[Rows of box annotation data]
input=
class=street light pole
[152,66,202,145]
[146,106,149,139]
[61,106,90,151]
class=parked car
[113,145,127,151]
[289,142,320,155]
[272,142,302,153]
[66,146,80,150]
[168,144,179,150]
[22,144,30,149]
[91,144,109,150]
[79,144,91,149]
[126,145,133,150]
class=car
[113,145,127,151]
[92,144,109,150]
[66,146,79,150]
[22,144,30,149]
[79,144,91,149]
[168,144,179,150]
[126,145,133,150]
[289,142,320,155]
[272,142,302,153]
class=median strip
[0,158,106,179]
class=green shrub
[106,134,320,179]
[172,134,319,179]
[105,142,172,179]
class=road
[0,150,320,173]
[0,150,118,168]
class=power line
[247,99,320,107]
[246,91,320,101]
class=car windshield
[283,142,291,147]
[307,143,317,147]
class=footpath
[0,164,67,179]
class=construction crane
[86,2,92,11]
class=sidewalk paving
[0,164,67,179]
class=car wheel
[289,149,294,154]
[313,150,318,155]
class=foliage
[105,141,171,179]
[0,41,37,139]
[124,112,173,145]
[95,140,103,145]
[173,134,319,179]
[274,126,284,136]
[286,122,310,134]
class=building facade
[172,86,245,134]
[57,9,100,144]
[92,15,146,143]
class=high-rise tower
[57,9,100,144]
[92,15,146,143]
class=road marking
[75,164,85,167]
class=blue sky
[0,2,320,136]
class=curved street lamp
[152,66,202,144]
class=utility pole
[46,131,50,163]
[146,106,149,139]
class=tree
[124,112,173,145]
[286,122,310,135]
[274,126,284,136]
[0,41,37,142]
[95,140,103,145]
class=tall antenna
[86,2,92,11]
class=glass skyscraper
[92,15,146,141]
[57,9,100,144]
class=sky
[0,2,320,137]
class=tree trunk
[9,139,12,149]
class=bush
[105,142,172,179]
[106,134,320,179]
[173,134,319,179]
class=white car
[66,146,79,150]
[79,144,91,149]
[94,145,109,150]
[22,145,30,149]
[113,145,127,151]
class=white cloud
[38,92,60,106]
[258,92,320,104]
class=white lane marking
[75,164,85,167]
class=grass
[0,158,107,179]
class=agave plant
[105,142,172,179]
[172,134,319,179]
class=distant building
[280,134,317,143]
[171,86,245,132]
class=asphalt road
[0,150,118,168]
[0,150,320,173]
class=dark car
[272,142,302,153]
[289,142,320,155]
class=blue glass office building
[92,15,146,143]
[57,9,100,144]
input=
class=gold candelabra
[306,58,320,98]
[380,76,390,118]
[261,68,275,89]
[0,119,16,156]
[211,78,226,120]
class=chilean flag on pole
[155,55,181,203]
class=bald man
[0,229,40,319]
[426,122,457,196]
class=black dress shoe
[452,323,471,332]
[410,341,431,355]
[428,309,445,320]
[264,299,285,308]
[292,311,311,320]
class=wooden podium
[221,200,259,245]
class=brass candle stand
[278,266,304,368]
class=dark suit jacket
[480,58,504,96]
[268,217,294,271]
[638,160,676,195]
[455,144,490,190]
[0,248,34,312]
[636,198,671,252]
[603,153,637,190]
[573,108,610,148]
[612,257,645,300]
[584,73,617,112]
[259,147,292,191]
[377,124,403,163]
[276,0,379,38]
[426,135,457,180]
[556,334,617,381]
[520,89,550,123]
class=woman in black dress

TASK INSTRUCTIONS =>
Rescale the items from the line holding "class=blue sky" through the end of the items, both ends included. Give every line again, class lines included, with each box coordinate multiplied by 1.55 and rounded to a whole number, halves rounded up.

FULL OUTPUT =>
class=blue sky
[0,3,496,211]
class=curved street lamp
[236,102,313,223]
class=utility pole
[71,203,78,253]
[226,164,231,215]
class=tree
[192,174,268,225]
[443,189,481,209]
[425,195,440,211]
[0,64,57,220]
[147,217,160,225]
class=tall antenna
[133,3,143,17]
class=glass skyscraper
[143,23,226,219]
[88,14,155,223]
class=sky
[0,3,496,212]
class=tree trunk
[14,215,19,231]
class=bush
[163,220,267,277]
[164,208,496,277]
[268,208,494,277]
class=white car
[102,226,122,233]
[122,223,141,231]
[146,225,169,233]
[34,225,47,231]
[175,225,197,234]
class=white cloud
[59,143,93,164]
[400,143,496,161]
class=white lane marking
[116,254,132,259]
class=grass
[0,245,166,277]
class=agave plant
[163,220,267,277]
[267,208,494,277]
class=distant building
[434,208,491,222]
[265,133,380,205]
class=asphalt road
[0,233,183,260]
[0,233,496,268]
class=dark car
[422,220,468,237]
[448,220,496,240]
class=blue glass office building
[143,23,226,222]
[88,14,155,223]
input=
class=gold candelabra
[474,90,496,152]
[589,118,605,183]
[405,105,426,138]
[0,184,25,242]
[327,121,350,186]
class=chilean flag on pole
[240,85,281,315]
class=bald man
[0,355,62,494]
[660,189,708,304]
class=black dress shoe
[701,501,730,515]
[636,529,668,550]
[663,479,690,496]
[409,463,442,477]
[453,482,482,496]
class=wooden podium
[343,310,401,380]
class=brass candle stand
[431,412,471,570]
class=dark suit jacket
[744,90,781,149]
[415,336,456,420]
[989,248,1048,302]
[705,223,760,295]
[0,384,53,484]
[986,307,1040,391]
[935,237,987,295]
[888,167,946,229]
[949,398,1000,465]
[905,113,956,174]
[401,228,453,296]
[584,192,625,253]
[428,0,587,59]
[660,209,708,279]
[862,518,956,591]
[806,138,853,191]
class=woman in black dress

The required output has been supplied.